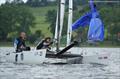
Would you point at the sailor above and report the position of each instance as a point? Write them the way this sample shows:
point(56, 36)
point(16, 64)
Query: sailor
point(19, 43)
point(45, 43)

Zu erledigen: Bitte gib die Zeilen aller Einträge oben als nummerierte Liste wieder und lass Leerzeilen weg. Die Bilder gehören nicht in die Antwort.

Erledigte Aufgabe:
1. Would you point at the sailor above and report the position of each instance as a point? Write them the way this sample shows:
2. point(56, 36)
3. point(16, 64)
4. Query: sailor
5. point(19, 43)
6. point(45, 43)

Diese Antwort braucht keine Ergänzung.